** Start DATA TO PROCESS **

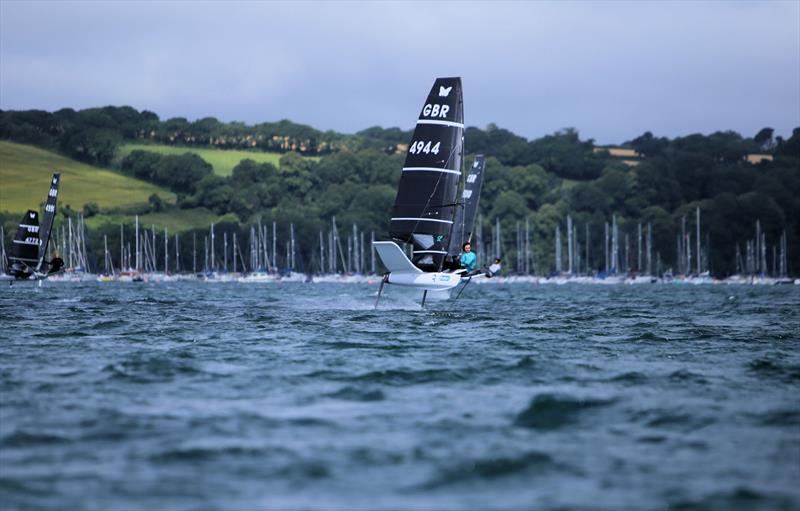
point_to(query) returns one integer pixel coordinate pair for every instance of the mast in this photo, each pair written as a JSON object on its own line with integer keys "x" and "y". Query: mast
{"x": 639, "y": 244}
{"x": 166, "y": 253}
{"x": 606, "y": 254}
{"x": 588, "y": 271}
{"x": 497, "y": 249}
{"x": 213, "y": 266}
{"x": 274, "y": 245}
{"x": 121, "y": 248}
{"x": 558, "y": 249}
{"x": 570, "y": 253}
{"x": 291, "y": 237}
{"x": 372, "y": 251}
{"x": 697, "y": 225}
{"x": 527, "y": 246}
{"x": 138, "y": 261}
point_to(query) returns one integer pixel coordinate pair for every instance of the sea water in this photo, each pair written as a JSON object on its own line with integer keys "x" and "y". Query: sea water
{"x": 195, "y": 396}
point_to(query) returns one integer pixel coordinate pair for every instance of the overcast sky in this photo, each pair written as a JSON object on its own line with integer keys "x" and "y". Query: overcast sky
{"x": 611, "y": 70}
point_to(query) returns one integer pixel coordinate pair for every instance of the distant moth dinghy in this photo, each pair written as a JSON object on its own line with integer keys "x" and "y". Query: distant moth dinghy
{"x": 427, "y": 215}
{"x": 28, "y": 253}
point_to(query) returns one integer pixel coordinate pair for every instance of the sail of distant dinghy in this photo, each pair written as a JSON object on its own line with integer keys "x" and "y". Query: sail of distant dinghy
{"x": 49, "y": 216}
{"x": 24, "y": 254}
{"x": 425, "y": 205}
{"x": 464, "y": 222}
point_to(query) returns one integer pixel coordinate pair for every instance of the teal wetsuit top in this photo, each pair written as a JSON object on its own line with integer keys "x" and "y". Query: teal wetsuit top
{"x": 468, "y": 260}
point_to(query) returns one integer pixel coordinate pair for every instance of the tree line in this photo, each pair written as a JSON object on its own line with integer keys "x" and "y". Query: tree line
{"x": 541, "y": 181}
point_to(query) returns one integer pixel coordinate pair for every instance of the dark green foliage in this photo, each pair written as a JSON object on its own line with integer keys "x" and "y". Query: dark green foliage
{"x": 542, "y": 180}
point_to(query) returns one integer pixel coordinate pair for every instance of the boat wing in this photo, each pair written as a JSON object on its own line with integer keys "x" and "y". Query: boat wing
{"x": 393, "y": 257}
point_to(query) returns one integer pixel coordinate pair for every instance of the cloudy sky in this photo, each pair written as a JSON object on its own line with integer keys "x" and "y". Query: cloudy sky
{"x": 611, "y": 70}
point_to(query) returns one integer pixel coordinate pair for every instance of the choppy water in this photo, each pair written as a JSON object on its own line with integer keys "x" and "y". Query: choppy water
{"x": 193, "y": 396}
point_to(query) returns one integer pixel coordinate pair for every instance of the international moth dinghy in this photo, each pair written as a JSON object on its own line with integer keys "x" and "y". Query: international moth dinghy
{"x": 27, "y": 256}
{"x": 428, "y": 216}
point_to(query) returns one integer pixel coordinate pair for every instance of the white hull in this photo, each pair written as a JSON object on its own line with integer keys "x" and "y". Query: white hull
{"x": 437, "y": 281}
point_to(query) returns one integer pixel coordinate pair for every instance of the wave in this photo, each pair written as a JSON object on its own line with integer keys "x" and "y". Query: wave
{"x": 147, "y": 369}
{"x": 771, "y": 368}
{"x": 24, "y": 438}
{"x": 409, "y": 377}
{"x": 741, "y": 497}
{"x": 493, "y": 468}
{"x": 553, "y": 411}
{"x": 357, "y": 394}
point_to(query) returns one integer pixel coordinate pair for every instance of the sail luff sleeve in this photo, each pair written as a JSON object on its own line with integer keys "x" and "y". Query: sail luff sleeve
{"x": 424, "y": 207}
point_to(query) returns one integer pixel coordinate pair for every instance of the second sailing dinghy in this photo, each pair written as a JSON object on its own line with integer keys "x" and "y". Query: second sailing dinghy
{"x": 426, "y": 206}
{"x": 27, "y": 258}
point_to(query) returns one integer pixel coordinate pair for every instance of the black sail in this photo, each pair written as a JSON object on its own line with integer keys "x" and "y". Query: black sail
{"x": 465, "y": 215}
{"x": 426, "y": 197}
{"x": 49, "y": 216}
{"x": 24, "y": 254}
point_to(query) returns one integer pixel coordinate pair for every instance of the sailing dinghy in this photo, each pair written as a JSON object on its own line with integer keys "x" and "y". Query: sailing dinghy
{"x": 427, "y": 214}
{"x": 27, "y": 257}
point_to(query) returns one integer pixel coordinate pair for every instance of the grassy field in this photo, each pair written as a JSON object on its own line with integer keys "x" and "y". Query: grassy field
{"x": 223, "y": 160}
{"x": 177, "y": 220}
{"x": 25, "y": 173}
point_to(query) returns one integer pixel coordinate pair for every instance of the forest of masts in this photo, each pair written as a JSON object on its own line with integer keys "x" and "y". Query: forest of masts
{"x": 150, "y": 251}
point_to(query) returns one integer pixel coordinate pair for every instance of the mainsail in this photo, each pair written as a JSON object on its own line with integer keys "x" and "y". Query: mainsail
{"x": 465, "y": 214}
{"x": 49, "y": 216}
{"x": 425, "y": 205}
{"x": 24, "y": 254}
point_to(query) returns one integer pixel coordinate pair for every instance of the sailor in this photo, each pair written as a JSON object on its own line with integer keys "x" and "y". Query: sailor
{"x": 468, "y": 259}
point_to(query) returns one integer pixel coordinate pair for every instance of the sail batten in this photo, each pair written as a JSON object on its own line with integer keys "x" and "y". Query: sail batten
{"x": 425, "y": 204}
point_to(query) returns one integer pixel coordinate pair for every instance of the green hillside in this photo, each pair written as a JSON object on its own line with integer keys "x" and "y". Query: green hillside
{"x": 175, "y": 220}
{"x": 25, "y": 175}
{"x": 223, "y": 160}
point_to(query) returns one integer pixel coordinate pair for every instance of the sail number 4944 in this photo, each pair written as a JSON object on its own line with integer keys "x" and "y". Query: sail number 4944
{"x": 422, "y": 146}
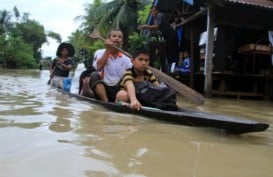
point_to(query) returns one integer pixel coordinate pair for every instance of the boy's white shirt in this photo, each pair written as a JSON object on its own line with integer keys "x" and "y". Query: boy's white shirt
{"x": 114, "y": 68}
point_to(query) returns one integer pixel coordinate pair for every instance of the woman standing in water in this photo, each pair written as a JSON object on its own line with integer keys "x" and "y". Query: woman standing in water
{"x": 61, "y": 66}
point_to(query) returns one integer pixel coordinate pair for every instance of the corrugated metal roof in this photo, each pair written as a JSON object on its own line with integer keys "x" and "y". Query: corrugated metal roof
{"x": 258, "y": 3}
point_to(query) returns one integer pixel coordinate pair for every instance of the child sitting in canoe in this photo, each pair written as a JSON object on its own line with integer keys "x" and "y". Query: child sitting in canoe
{"x": 139, "y": 86}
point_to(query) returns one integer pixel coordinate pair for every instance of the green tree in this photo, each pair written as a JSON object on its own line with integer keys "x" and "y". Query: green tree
{"x": 32, "y": 33}
{"x": 5, "y": 22}
{"x": 19, "y": 54}
{"x": 55, "y": 36}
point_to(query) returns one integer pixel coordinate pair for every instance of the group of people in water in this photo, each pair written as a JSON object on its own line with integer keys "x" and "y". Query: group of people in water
{"x": 113, "y": 76}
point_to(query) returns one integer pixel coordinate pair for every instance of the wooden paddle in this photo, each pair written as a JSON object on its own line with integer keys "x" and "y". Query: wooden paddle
{"x": 180, "y": 88}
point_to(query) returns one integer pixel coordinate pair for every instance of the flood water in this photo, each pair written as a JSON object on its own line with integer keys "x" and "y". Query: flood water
{"x": 44, "y": 133}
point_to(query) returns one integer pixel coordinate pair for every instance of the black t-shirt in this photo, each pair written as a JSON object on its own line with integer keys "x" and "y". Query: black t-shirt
{"x": 58, "y": 69}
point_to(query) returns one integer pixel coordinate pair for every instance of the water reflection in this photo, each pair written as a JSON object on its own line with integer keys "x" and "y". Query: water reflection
{"x": 45, "y": 132}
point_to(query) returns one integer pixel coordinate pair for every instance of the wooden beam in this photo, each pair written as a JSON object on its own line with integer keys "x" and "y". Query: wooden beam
{"x": 208, "y": 54}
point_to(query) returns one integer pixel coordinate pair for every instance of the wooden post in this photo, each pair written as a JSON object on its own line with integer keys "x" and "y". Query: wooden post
{"x": 192, "y": 56}
{"x": 208, "y": 54}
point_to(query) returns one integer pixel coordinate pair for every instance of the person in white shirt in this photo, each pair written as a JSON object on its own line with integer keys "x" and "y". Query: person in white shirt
{"x": 110, "y": 64}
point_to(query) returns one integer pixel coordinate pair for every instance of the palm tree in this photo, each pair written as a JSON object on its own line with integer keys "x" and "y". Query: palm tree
{"x": 5, "y": 22}
{"x": 120, "y": 14}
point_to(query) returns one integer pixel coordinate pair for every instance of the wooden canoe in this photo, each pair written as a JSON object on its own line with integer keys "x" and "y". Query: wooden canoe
{"x": 226, "y": 124}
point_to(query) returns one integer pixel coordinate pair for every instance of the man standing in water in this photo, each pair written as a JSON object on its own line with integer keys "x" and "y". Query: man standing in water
{"x": 60, "y": 67}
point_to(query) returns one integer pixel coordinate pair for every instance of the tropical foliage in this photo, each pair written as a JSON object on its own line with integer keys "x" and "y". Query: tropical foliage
{"x": 21, "y": 40}
{"x": 123, "y": 14}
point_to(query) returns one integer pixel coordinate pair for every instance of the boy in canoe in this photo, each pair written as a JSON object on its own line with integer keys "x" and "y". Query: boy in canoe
{"x": 139, "y": 86}
{"x": 110, "y": 64}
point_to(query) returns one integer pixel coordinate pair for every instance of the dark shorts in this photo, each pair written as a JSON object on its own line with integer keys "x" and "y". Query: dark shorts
{"x": 111, "y": 91}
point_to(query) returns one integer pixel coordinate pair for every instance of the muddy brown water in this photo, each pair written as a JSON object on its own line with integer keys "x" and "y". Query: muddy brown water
{"x": 44, "y": 133}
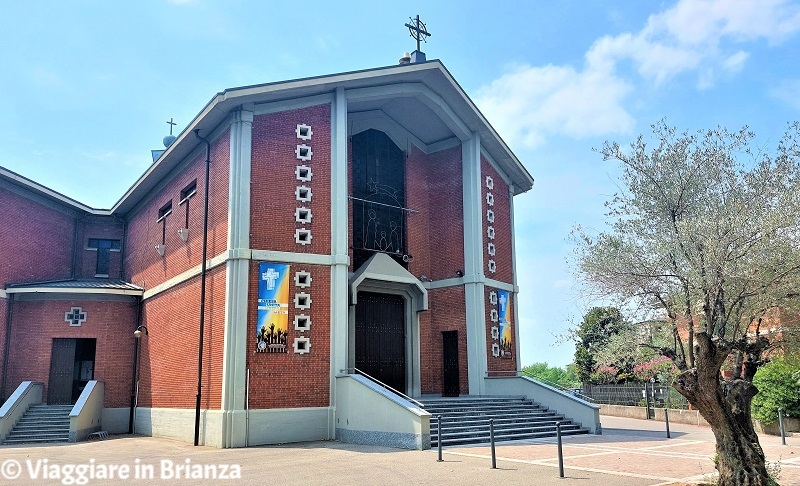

** End DATA TO PROCESS **

--- GIVEN INSTRUCTION ---
Which lines in the records above contain the word "moth"? Copy each of those lines in full, and treat uppercase and lowercase letters as distinct.

--- SOLUTION TO THIS PROBLEM ---
point_to(query) returns one integer pixel coordinate pair for every instance of the distant moth dinghy in this photo, each pair written as a JSON object on its own line with integer keys "x" and "y". Query: distant moth dinghy
point_to(query) returns one integer pixel coordinate pair for every instance of the international moth dinghy in this photo, each pair written as a JSON object on its own line with integer keys "x" and "y". Query: international moth dinghy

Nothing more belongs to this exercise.